**Raw data:**
══════

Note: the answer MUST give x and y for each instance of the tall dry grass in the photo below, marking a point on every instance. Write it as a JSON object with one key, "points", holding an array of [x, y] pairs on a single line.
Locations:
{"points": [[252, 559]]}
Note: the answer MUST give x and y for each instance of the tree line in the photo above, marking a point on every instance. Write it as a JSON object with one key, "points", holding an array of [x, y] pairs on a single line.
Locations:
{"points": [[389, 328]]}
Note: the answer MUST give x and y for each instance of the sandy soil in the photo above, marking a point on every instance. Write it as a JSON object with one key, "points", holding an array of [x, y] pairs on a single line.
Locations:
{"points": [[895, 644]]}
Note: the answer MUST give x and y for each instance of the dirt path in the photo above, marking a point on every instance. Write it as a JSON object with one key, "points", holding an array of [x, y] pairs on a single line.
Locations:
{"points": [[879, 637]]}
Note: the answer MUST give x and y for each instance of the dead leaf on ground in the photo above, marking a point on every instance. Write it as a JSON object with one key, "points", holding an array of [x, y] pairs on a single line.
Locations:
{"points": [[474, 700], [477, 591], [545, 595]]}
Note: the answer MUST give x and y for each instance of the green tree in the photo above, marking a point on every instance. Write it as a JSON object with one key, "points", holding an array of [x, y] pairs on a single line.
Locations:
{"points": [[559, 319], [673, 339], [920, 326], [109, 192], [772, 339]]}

══════

**Written request:** Reproduce all of the items above verbatim, line for line, without altering any character.

**Finished exercise:**
Note: the answer MUST give x and y for each instance of the tall dry grass in the photo below, marking a point on every instance. Write it as a JSON object with one key, "points", holding an array of [x, y] pairs on a single line.
Locations:
{"points": [[252, 559]]}
Note: the answer MUST give x and y for each instance of the tree line in the photo above, marking a point on every instance. Write it as a JSON object with one key, "points", holding an array of [x, y] pairs on a single line.
Locations:
{"points": [[389, 328]]}
Note: the answer MUST give x and y for each instance of the sandy soil in the photo above, marking a point on every instance. Write it as a JSON object with one key, "points", holding an array of [x, y] pairs on a single line.
Locations:
{"points": [[895, 644]]}
Note: the answer MUST give x and y for each instance of the dirt path in the photo above, marking a point on every instance. Write it as a JSON object with one key, "points", holding an array of [x, y] pairs on a single line.
Locations:
{"points": [[879, 637]]}
Note: the answer MUST give x and y for each instance of the dead leaf on ground in the photo above, marking a point on every instance. Write it as a JSON object with one key, "points", holding an array of [x, y] pairs on a single line.
Locations:
{"points": [[474, 700], [477, 591], [545, 595]]}
Note: the answer MUST give x and y for each instance of the green tree in the photo above, marking a point on every instance. Write it as a JSON object with one key, "points", holding an array of [x, y] pairs on a single line.
Locations:
{"points": [[559, 319], [673, 339], [920, 326], [109, 192], [772, 339]]}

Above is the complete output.